(Records from a collection)
start

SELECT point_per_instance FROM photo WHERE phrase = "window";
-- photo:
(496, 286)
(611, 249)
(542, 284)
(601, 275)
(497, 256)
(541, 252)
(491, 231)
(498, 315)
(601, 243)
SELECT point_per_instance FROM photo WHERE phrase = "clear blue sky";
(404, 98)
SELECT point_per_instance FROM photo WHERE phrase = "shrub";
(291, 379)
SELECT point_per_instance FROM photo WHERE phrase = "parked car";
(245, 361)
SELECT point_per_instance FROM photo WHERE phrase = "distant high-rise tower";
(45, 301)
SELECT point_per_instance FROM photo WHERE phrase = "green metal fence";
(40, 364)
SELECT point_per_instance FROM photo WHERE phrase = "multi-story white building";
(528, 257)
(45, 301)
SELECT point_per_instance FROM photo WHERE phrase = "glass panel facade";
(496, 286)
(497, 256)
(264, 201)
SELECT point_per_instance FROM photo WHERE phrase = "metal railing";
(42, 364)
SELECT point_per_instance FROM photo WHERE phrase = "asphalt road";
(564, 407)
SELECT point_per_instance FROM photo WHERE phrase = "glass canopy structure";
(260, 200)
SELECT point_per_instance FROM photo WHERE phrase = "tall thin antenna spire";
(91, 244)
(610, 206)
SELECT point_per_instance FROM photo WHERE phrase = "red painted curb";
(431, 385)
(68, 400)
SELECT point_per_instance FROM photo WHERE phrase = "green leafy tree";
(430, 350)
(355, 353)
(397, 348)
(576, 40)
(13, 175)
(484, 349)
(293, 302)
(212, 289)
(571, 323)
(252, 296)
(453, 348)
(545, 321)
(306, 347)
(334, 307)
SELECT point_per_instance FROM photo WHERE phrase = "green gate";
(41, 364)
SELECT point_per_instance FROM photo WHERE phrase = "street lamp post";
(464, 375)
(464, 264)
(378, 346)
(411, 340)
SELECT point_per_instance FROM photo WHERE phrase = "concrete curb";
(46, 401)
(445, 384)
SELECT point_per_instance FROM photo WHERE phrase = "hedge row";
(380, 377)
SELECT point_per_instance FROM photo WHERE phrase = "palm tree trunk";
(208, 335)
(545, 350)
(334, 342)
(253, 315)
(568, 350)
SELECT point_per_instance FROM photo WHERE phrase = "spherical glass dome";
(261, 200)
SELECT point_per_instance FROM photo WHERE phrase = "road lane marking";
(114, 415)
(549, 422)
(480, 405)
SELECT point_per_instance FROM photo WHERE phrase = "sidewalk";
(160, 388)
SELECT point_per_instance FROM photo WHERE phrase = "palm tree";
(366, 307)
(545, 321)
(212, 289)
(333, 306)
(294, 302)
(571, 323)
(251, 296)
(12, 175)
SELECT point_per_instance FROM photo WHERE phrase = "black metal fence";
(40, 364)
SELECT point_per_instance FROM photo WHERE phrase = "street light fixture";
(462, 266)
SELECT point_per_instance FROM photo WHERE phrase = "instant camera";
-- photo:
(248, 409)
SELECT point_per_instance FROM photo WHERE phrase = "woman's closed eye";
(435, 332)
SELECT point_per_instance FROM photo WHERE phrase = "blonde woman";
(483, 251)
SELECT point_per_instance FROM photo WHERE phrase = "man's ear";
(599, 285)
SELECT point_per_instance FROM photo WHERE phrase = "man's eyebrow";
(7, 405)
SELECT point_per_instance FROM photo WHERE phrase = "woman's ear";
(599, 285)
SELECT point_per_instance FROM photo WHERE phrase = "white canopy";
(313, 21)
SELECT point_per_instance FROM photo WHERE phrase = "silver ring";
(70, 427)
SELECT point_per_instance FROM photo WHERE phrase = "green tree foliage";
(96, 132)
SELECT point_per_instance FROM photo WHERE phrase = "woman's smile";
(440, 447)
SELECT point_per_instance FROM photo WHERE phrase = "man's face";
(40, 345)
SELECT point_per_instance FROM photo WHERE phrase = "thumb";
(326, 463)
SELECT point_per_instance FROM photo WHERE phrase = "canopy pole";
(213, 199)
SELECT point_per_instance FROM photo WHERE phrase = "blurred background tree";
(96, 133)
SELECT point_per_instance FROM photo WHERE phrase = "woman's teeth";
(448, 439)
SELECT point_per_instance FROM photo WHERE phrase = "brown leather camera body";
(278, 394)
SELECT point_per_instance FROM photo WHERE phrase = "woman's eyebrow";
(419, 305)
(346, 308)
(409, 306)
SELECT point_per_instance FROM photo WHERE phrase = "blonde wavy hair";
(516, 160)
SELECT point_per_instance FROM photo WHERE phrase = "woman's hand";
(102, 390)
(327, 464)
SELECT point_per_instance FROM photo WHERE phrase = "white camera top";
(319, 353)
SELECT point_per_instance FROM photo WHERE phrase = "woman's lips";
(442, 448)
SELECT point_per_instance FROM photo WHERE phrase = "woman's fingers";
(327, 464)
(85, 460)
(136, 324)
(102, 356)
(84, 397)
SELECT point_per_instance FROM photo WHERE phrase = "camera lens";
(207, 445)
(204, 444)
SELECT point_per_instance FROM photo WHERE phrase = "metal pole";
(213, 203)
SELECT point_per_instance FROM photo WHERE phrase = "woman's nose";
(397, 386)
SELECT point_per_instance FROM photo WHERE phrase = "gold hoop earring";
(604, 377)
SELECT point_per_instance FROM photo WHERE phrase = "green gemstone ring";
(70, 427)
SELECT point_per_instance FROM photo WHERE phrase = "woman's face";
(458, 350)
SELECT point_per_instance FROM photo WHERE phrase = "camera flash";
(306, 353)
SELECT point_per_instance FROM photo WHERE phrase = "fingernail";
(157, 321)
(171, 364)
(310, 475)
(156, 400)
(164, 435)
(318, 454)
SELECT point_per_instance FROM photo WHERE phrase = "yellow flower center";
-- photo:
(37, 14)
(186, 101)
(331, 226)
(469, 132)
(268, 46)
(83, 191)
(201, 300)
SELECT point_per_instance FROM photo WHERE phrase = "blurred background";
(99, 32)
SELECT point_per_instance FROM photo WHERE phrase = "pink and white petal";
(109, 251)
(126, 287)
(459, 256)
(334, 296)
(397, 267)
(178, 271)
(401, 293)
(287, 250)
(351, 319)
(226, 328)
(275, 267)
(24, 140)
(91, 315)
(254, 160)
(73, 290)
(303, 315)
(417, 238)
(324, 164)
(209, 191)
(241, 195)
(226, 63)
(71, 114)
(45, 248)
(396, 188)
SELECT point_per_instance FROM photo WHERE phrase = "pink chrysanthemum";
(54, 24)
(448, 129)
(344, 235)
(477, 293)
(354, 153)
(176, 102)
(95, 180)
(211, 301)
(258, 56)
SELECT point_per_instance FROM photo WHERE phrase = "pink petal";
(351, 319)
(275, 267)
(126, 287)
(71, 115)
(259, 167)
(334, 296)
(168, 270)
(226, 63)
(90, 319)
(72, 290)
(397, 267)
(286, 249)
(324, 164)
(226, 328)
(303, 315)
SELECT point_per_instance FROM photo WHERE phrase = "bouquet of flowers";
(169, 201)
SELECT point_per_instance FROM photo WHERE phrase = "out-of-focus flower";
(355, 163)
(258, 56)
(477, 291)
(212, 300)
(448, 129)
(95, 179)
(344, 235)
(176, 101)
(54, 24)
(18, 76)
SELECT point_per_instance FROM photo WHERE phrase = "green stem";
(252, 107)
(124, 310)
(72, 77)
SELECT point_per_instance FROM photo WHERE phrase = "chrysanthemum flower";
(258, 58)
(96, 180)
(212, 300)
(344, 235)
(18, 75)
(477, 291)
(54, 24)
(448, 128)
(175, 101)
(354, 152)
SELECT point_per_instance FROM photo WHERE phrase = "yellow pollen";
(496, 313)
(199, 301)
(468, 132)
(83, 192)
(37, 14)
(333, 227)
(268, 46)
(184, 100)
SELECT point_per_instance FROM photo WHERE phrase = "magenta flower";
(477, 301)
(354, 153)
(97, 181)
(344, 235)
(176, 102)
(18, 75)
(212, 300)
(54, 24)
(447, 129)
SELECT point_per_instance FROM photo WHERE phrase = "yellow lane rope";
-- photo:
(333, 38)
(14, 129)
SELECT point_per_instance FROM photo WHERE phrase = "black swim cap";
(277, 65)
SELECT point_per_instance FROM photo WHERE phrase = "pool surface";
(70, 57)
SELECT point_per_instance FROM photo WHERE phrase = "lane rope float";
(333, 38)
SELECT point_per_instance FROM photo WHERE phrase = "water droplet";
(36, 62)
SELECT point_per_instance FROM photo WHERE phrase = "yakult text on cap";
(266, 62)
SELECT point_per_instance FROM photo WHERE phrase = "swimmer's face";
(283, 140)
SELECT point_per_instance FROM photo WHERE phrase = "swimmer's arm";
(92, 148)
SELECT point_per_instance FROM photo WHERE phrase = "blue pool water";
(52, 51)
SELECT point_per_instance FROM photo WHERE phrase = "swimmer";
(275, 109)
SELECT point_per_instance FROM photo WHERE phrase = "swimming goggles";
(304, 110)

end

*Aim*. Tally the lines of the listing that contain the string "canopy", and give only that number.

*Result of the exercise*. 3